- _Required actions_:
- A) Name each distinct user who authors a post in the forum thread on building Mate from ports without policykit.
- B) Resume the forum thread on building Mate from ports without policykit, picking up after its final line.

- _Given passage_:
** Start **

# Mate from ports w/o policykit



## user00 (May 20, 2019)

Hi all,

I am looking to migrate from severely bugged Linux to FreeBSD and it is critical to have Mate desktop. One of the main irritants under Linux for me is the rougue behaviour of polkitd which has a tendency of pinning the CPU for many hours. I just started Mate configuration in ports and policykit configuration was included. How can I tell the port not to build with policykit?


----------



## abishai (May 20, 2019)

Edit port Makefile that pulls it and remove dependency/pass option to original make script if necessary. If it still builds and works, you may propose port maintainer add port option.


----------



## user00 (May 20, 2019)

Thanks, I will try that a little later today.
Does anybody know why FreeBSD Mate is missing the CPU frequency applet?


----------



## user00 (May 20, 2019)

Even after building applets from ports, where frequency scaling applet exists, it is still not in the list...

OMG! Building applets from ports... each applet builds documentation in 50 different languages... Who thought it was a good idea to build all documentation in all languages and making this a mandatory step??? Seriously!


----------



## SirDice (May 21, 2019)

** End **

- _Dataset rows_:

** Start **

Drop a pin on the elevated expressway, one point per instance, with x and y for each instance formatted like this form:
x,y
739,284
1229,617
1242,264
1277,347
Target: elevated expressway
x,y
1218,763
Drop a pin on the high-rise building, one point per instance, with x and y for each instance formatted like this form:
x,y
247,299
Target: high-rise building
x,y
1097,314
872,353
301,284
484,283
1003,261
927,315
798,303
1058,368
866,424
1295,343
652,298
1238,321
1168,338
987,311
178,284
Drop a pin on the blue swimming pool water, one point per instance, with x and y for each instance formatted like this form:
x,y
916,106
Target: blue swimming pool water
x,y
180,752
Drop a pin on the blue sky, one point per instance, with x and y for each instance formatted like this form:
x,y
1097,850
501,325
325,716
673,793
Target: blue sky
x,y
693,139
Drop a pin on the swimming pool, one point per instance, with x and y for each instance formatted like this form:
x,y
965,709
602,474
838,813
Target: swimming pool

** End **

- _Expected results_:
- A) user00, abishai, SirDice

- B)
user00 said:


> How can I tell the port not to build with policykit?


As far as I know it's an integral part of MATE. I very much doubt MATE will remain functional if you manage to remove it.


----------



## user00 (May 22, 2019)

That would be extremely unfortunate as all systemd related stuff including polkitd are highly suspected of being thinly veiled backdoors and are severely bugged where it stands right now. At least Gentoo claims that it builds w/o systemd and polkitd, so it should be possible.


----------



## SirDice (May 22, 2019)

user00 said:


> That would be extremely unfortunate as all systemd related stuff including polkitd


Polkit is not a systemd component or related to it. Systemd uses D-BUS messages to ask polkit if a user or process is authorized or not.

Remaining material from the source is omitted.